▶ **Record extracts**:
════

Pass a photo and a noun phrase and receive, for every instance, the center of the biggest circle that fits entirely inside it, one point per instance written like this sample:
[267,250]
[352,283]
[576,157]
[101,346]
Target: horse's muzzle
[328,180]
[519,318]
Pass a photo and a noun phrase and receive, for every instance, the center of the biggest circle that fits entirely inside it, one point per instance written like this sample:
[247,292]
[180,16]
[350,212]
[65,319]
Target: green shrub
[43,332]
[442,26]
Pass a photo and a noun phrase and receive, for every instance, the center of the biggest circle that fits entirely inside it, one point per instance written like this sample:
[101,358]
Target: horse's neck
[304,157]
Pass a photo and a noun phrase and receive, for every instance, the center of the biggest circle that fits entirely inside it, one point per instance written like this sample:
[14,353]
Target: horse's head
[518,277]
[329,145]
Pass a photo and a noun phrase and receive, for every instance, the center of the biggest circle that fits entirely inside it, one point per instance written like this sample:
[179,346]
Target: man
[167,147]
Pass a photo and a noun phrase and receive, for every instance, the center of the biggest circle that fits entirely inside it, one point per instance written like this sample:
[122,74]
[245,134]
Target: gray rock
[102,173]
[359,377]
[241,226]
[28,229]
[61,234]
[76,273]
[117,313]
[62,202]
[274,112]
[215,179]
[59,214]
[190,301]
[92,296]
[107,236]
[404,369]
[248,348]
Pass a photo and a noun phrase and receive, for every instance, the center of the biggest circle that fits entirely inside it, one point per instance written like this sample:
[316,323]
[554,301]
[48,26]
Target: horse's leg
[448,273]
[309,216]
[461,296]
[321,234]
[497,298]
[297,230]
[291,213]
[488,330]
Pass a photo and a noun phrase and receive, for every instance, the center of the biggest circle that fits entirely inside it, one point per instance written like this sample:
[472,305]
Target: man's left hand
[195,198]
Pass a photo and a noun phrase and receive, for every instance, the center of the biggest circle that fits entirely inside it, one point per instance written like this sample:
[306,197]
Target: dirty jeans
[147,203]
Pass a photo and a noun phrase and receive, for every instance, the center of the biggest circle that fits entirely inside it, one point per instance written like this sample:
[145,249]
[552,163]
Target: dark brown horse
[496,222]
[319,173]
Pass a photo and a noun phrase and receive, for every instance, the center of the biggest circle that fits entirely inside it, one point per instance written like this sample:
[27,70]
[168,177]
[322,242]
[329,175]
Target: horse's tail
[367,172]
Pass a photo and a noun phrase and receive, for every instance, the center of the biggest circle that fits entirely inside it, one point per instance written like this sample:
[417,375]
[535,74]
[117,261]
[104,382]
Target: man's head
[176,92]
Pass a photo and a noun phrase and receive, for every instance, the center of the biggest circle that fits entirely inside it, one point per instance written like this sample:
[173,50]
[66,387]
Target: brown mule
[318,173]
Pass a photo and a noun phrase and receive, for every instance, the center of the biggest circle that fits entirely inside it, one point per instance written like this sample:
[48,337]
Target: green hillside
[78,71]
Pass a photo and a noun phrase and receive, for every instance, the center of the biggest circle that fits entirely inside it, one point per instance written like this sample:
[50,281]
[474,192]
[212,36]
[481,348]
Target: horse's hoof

════

▶ **Given problem**: How many lines in the items above contain the string "horse"? Case counts. Reply with only the number.

▶ **Result**: 7